_Material provided_
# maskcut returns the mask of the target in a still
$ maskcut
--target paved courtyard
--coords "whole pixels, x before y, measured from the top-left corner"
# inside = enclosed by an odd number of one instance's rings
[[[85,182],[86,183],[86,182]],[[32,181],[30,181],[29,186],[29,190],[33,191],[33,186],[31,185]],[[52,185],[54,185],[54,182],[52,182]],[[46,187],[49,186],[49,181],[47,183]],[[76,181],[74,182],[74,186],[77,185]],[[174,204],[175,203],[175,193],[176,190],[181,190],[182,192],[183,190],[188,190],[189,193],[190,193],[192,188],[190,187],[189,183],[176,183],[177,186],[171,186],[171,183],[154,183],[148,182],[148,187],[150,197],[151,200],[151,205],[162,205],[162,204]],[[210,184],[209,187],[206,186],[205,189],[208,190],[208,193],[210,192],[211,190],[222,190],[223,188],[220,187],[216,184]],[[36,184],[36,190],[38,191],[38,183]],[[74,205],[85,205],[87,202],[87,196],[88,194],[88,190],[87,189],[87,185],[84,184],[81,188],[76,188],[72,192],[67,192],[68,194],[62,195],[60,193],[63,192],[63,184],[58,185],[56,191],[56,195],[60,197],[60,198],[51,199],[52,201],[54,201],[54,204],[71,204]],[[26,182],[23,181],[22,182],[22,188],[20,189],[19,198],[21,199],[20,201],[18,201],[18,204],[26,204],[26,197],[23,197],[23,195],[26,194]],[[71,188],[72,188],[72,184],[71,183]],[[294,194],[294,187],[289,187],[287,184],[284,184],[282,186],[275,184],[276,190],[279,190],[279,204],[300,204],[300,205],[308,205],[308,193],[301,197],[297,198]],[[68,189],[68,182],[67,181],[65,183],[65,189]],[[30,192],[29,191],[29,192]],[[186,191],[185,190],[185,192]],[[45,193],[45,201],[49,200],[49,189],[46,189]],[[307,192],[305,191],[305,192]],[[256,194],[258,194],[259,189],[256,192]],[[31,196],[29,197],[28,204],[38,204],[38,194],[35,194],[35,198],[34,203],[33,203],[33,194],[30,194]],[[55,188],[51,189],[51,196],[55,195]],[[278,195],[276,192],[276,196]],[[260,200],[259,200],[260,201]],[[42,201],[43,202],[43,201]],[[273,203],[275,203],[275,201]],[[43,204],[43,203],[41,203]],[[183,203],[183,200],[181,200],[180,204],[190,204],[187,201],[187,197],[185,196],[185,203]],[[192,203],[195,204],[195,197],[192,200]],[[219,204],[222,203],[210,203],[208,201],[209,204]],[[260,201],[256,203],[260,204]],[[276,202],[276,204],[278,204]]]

_Short problem_
Count the lines in the material above that contain the string "target" and reply with only that number.

_Result of this exercise_
2